[ЧТО СДЕЛАТЬ]
1) Чем автор отрывка о забытых поэтах объясняет то, что забыли Александра Морева и Александра Рытова? Ответьте одним–тремя предложениями.
2) Отфильтруйте приведенные ниже записи и выпишите каждую строку со строкой «white». Регистр букв учитывается.

[ИСХОДНЫЙ ТЕКСТ]
┄┄┄┄┄┄
Но хочу напомнить: вот они! Все они были..
Многих сегодня в "суете сует" позабыли прочно. Вот и выплеснули вместе с водицей "советской поэзии" несколько очень даже хороших поэтов. Многие ли помнят Александра Морева или Александра Рытова? Их забыли, наверное, потому что они мало печатались и рано умерли.
А почему, интересно, забыли Раису Вдовину? Она выпустила четыре, кажется, книжки, одна из них даже толстая. А потом ....( см ниже)
А Геннадия Алексеева с его умными и печальными верлибрами?
А Зою Афанасьеву, которая только в "Континенте" дважды напечаталась, да однажды - в "Стрельце". (всё - только за рубежом...)
Горят всё же рукописи, горят синим пламенем...
В конце шестидесятых и в самом начале семидесятых мелькнул в моём семинаре Юрий Алексеев. Он писал очень интересно, слегка "обереутничал", и хоть обереутство мне не близко, но были у Алексеева строки, которые запали и мне в память на многие десятилетия:
...Скорпионы, как пионы
Расцветают на песке,
И английские шпионы
Кувыркаются в тоске,
В славном граде Самарканде
У прохожих на виду
Падишах сидит в саду,
Дева зреет на веранде.
На первый взгляд, вроде бы ахинея, хоть и смешная. А вот как привяжется, так и ясно: что-то весьма незаурядное тут проделано с языком! Жалко, что он перестал писать! " О датах, о халдеях, что календарь худеет..." Ну и вообще. Обо всём.
Понятно, что многие хорошо начинавшие поэты, поначалу казавшиеся яркими, со временем "осыпались". Но ведь провалился в Лету кто-то и в самом деле очень настоящий ... Да и не всегда из молодых.
1 ЯЗЫЧНИК (Александр Рытов).
Он был настоящий язычник. Отчасти в античном смысле, отчасти в древнерусском.
┄┄┄┄┄┄
Данные для обнаружения объектов
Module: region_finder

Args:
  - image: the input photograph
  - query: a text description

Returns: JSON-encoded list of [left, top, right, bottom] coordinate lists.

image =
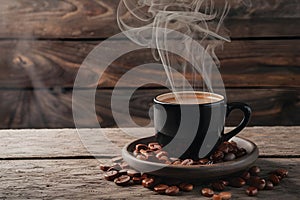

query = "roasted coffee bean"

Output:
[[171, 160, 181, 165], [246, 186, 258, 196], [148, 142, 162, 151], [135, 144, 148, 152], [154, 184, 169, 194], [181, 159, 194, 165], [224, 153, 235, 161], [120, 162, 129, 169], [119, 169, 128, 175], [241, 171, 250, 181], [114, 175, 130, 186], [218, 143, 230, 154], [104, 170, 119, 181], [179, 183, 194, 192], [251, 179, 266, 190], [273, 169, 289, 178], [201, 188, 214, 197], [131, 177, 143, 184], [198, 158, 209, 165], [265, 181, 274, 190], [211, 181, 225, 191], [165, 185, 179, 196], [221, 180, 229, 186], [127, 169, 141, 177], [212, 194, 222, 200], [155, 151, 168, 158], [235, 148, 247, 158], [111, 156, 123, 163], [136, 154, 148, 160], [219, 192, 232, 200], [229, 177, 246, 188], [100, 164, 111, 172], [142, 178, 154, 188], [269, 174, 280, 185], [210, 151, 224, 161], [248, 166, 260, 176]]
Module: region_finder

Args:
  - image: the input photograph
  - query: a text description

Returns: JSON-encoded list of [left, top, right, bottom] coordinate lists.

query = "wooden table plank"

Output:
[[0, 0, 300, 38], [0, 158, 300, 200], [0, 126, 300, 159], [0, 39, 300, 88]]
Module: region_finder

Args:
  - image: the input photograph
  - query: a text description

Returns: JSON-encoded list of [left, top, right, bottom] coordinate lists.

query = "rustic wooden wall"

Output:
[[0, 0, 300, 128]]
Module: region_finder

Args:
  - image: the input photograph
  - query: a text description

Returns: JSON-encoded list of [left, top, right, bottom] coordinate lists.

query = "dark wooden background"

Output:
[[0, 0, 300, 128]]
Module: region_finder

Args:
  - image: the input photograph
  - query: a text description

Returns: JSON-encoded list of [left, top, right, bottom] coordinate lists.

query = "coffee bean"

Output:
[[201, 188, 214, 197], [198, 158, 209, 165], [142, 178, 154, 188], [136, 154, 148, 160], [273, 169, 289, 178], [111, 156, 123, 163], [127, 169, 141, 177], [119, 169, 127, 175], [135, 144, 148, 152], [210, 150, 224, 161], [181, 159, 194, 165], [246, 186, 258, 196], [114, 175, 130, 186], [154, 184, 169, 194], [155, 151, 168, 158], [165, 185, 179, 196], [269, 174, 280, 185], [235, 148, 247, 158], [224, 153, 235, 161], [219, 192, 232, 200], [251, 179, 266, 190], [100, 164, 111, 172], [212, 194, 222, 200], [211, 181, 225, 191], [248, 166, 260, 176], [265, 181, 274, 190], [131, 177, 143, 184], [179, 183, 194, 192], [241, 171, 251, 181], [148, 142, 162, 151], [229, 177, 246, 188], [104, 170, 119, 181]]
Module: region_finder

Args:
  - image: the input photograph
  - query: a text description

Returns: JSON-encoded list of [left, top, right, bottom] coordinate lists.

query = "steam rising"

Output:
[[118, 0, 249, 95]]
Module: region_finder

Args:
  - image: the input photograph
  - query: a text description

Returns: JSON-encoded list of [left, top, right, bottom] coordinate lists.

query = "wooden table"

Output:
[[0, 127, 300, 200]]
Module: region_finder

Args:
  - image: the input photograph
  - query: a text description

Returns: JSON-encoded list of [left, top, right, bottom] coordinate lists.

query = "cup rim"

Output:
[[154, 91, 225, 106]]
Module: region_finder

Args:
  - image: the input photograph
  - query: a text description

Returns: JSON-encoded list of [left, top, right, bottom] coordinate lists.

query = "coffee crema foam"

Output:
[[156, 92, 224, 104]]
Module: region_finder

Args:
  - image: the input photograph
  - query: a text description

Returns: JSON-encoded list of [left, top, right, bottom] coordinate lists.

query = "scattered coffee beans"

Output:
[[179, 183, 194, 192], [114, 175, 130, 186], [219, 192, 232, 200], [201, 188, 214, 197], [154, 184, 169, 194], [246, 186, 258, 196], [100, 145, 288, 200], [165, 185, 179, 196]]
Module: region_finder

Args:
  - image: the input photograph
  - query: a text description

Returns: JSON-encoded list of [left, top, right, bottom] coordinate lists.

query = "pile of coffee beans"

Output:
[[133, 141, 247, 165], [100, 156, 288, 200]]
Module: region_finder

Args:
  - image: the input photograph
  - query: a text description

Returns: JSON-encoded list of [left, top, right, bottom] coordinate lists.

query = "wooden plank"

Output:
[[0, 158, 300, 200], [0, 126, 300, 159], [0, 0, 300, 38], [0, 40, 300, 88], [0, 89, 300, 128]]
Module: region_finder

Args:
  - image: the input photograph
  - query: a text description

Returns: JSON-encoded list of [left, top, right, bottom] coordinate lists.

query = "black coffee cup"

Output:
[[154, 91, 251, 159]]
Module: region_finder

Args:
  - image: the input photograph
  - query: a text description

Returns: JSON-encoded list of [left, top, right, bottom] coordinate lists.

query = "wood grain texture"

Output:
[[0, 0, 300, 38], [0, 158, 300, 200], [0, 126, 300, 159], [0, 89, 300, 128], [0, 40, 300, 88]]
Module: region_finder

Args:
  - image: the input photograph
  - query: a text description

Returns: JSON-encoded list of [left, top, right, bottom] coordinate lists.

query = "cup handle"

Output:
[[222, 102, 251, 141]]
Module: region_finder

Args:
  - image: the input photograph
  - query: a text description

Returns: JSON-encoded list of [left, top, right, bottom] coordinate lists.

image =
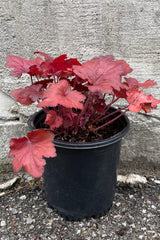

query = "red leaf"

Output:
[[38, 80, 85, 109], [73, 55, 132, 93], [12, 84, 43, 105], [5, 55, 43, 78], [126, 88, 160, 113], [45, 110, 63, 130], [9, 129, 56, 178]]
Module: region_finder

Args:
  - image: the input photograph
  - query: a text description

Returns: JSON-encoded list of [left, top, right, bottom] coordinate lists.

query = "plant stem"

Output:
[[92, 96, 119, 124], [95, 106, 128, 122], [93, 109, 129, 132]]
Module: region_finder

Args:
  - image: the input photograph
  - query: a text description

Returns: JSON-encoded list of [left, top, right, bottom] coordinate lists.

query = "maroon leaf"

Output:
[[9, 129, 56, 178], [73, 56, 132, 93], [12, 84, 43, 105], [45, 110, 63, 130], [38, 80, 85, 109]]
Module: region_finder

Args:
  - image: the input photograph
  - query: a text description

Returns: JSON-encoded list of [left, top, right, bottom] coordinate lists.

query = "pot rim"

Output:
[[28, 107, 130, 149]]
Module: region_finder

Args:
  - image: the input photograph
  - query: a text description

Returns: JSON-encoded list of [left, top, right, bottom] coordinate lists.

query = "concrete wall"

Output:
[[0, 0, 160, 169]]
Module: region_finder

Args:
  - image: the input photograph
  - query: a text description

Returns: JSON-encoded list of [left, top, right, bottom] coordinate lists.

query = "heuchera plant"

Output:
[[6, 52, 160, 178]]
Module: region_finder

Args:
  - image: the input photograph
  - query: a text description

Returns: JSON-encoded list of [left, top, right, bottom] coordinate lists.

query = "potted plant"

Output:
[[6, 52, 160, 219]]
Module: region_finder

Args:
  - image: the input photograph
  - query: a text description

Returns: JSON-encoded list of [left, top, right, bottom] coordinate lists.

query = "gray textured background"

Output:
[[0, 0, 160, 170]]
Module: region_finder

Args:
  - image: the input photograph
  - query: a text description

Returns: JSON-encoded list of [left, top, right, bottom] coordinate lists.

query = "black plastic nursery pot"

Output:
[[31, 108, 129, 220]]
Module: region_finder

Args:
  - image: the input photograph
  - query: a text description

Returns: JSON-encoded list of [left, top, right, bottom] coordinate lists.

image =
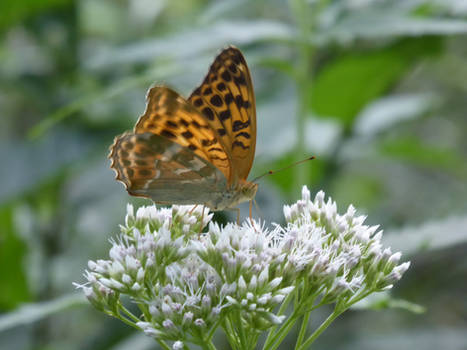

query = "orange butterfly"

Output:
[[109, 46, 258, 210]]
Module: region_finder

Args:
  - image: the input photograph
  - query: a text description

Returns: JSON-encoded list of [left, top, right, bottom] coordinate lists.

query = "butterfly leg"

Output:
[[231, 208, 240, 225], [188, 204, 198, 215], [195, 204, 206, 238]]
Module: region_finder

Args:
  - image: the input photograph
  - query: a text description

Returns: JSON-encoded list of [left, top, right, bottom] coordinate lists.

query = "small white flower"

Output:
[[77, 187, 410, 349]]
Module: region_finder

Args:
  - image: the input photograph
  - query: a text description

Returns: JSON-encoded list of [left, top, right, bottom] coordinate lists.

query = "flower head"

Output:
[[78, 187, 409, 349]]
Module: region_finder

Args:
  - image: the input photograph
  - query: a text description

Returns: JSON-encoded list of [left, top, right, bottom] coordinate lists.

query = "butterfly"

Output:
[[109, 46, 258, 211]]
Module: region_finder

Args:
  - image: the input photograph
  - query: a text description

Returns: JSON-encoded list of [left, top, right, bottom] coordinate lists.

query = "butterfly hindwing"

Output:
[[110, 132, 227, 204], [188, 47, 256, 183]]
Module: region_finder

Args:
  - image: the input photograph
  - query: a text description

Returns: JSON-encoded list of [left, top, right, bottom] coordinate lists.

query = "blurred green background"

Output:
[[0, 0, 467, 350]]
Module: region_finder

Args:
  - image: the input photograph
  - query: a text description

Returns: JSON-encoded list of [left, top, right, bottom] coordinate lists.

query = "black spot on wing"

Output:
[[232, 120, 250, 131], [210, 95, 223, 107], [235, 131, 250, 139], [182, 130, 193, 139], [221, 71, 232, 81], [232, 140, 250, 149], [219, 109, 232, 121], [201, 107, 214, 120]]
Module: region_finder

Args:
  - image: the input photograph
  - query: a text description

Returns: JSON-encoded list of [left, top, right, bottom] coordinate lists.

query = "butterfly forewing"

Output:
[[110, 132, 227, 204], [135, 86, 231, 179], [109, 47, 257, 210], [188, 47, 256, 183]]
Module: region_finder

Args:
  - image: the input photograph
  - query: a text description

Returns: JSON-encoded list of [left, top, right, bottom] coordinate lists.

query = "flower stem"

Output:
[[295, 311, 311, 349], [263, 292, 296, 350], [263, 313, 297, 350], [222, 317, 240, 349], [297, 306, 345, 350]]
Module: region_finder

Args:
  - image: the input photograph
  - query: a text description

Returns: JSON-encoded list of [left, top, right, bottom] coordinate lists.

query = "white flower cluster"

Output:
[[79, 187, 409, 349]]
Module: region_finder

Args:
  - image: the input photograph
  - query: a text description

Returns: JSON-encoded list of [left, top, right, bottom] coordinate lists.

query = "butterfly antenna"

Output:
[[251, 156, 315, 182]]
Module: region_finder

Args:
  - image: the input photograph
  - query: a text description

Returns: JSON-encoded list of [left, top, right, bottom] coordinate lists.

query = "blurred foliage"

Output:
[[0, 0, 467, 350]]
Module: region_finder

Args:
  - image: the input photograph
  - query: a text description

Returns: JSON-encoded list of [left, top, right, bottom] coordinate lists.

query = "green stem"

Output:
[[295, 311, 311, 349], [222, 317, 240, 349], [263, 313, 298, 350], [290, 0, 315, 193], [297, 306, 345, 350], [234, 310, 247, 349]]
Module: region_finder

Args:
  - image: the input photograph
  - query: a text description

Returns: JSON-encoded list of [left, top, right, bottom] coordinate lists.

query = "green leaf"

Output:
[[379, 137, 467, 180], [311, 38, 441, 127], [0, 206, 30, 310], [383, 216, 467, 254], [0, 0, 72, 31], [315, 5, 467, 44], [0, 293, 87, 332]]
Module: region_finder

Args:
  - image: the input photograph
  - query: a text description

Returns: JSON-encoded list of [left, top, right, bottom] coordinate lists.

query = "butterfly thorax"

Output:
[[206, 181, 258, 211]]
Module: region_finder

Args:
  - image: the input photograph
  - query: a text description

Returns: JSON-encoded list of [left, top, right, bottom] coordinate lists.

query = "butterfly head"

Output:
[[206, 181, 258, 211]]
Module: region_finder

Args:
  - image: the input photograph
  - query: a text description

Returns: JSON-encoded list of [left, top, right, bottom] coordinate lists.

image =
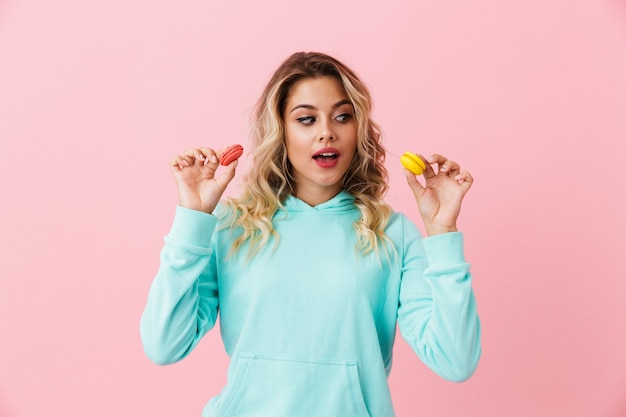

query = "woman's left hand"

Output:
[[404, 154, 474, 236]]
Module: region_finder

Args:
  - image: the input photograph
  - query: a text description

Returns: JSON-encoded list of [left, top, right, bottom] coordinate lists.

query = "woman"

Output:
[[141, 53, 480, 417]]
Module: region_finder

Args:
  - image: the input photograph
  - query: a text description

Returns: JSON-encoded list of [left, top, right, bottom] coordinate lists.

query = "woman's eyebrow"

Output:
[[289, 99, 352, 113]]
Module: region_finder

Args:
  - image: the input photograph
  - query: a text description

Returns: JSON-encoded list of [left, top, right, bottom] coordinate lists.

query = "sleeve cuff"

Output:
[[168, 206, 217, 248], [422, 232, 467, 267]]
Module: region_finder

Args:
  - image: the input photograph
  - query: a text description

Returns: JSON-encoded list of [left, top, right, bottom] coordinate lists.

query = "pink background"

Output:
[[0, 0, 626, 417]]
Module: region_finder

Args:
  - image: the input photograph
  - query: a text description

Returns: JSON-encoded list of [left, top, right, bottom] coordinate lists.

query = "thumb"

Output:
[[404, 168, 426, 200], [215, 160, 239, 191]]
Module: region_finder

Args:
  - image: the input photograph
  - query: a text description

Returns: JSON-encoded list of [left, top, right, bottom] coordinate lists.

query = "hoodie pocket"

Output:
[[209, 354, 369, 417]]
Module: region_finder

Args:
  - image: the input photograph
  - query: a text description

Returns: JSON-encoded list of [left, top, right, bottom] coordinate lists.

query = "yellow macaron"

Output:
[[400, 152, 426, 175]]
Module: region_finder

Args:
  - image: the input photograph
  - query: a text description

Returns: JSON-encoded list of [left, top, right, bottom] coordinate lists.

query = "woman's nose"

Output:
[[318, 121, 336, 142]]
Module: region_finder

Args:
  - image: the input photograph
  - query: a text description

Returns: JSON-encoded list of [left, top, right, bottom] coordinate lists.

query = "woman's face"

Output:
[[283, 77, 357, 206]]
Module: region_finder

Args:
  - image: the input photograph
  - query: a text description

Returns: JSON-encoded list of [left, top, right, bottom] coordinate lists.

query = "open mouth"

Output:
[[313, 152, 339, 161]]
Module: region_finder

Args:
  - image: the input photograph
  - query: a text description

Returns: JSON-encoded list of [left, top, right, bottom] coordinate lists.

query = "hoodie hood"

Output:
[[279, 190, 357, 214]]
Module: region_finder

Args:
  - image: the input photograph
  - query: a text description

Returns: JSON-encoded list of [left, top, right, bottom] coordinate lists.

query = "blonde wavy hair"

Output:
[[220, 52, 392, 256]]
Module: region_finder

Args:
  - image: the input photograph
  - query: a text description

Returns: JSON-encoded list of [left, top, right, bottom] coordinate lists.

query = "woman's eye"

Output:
┄┄┄┄┄┄
[ОТВЕТЫ НА ЗАДАНИЯ]
1) Автор предполагает, что их забыли, вероятно, потому, что они мало печатались и рано умерли.

2)
query = "small white flower"
query = "white flower cluster"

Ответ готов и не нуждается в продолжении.